A block of data:
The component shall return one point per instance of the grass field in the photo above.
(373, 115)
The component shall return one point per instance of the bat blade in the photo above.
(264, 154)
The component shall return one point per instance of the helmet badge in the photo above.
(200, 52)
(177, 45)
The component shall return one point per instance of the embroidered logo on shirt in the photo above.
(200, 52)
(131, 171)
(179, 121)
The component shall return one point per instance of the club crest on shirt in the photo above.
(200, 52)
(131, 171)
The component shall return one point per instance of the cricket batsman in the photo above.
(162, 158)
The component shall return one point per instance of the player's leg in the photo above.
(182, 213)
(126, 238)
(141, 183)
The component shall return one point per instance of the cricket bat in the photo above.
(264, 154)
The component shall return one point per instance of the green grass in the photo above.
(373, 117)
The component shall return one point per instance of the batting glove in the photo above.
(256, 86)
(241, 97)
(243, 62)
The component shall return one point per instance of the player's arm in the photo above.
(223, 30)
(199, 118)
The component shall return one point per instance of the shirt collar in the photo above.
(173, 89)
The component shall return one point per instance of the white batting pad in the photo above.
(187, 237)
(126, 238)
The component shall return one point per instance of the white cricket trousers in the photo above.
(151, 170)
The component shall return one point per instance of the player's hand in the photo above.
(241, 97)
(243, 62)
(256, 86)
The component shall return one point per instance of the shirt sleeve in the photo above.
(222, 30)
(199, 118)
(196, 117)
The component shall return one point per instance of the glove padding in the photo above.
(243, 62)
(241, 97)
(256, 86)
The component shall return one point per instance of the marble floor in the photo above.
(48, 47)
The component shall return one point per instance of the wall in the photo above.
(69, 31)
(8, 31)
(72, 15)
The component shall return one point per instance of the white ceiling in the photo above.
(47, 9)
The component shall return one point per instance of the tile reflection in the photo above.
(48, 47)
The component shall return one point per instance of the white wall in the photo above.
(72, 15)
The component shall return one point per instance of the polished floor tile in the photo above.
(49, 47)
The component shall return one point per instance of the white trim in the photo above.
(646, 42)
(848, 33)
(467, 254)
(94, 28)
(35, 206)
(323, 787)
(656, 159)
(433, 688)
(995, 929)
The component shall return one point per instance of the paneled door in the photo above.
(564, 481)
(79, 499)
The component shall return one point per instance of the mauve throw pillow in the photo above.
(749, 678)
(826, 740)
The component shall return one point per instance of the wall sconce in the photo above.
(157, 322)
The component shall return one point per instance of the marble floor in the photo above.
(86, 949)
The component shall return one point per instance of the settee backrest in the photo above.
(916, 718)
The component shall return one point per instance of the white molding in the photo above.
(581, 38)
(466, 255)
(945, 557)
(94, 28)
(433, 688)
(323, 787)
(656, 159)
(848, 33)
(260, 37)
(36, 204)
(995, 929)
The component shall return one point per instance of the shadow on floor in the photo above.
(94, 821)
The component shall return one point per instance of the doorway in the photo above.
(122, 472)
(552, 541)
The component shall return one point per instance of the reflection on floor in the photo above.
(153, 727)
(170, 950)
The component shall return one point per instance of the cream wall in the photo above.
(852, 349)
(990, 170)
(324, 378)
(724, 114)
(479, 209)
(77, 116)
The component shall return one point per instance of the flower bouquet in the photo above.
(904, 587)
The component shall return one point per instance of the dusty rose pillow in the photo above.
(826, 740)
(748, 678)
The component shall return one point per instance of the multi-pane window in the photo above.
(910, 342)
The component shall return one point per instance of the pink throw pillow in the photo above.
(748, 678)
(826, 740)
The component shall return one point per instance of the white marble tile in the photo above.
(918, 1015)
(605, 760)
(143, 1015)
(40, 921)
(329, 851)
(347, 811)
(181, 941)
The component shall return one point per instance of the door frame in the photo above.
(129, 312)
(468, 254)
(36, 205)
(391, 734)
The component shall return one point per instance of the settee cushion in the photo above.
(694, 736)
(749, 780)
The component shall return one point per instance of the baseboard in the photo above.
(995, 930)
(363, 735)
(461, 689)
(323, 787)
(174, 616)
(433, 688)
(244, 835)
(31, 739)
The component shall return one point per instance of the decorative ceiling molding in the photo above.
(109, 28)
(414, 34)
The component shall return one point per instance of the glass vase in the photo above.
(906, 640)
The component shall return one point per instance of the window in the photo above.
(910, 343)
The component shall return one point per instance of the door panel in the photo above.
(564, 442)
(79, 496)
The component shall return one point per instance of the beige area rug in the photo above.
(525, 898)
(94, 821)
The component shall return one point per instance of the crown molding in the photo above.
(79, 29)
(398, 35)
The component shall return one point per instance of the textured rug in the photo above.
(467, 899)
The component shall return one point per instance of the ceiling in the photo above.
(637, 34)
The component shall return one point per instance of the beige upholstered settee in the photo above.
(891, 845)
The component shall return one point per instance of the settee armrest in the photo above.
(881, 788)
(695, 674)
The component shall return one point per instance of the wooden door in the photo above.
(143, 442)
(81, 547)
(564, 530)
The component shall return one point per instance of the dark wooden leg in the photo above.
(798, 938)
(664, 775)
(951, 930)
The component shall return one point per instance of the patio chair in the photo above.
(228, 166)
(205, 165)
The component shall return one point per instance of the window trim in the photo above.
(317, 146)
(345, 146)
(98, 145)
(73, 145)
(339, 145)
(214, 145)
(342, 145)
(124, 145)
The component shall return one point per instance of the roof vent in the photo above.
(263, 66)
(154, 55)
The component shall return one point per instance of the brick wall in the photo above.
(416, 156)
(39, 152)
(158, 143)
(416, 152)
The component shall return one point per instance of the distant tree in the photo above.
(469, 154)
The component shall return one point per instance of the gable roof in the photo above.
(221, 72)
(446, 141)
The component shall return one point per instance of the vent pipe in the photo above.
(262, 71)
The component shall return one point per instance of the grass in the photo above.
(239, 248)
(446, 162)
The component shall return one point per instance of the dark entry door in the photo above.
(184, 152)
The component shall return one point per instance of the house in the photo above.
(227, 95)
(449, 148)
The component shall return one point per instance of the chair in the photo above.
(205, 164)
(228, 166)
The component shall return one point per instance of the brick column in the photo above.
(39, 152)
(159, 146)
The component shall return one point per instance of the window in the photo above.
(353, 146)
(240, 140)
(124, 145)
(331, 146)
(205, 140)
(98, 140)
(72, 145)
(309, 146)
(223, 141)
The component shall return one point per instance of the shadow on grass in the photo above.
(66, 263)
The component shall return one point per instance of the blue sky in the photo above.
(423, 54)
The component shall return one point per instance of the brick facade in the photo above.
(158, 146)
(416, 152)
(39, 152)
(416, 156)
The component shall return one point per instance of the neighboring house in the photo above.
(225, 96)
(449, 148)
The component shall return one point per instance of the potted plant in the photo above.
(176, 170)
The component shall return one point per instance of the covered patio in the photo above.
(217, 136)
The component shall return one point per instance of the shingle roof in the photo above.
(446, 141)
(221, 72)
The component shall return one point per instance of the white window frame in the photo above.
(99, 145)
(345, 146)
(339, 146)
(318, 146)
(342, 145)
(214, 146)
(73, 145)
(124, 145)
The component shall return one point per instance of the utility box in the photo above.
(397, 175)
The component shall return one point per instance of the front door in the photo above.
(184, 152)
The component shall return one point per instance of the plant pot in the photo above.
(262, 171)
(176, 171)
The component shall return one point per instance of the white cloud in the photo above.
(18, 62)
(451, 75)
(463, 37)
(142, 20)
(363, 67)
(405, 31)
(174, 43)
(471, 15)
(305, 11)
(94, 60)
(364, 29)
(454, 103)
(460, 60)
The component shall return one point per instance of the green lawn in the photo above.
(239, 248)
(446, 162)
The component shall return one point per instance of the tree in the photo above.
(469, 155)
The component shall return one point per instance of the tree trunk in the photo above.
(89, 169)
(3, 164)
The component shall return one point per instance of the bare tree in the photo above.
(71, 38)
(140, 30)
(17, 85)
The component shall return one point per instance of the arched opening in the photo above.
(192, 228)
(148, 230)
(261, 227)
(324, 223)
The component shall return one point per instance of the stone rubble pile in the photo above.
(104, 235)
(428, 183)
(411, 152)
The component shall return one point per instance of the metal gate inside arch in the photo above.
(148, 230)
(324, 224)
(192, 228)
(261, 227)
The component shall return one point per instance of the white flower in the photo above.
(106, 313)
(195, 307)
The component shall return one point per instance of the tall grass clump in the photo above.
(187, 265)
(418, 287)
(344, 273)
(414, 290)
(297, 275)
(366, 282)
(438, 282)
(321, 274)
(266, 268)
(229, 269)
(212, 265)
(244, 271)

• _WHAT IS REQUIRED_
The lines to reproduce run from the one that contains "the tree in the photo above." through the last line above; copy them exactly.

• _EXERCISE ANSWER_
The component shall return one point per instance of the tree in the photo above.
(469, 155)
The component shall return one point per instance of the tree trunk in the photo above.
(89, 169)
(3, 164)
The component shall return one point per instance of the bare tree in the photo above.
(71, 38)
(140, 30)
(17, 85)
The component shall return one point per instance of the arched opening in the photo above.
(192, 228)
(148, 230)
(261, 227)
(324, 223)
The component shall return one point per instance of the stone rubble pile in the photo above.
(104, 235)
(428, 183)
(411, 152)
The component shall return one point per instance of the metal gate inside arch in the photo above.
(148, 230)
(324, 224)
(192, 228)
(261, 227)
The component shall return one point per instance of the white flower in the photo above.
(106, 313)
(195, 307)
The component shall return one point per instance of the tall grass clump in the photo above.
(187, 265)
(418, 287)
(344, 273)
(414, 290)
(297, 275)
(366, 282)
(438, 282)
(321, 274)
(266, 268)
(229, 269)
(212, 265)
(244, 271)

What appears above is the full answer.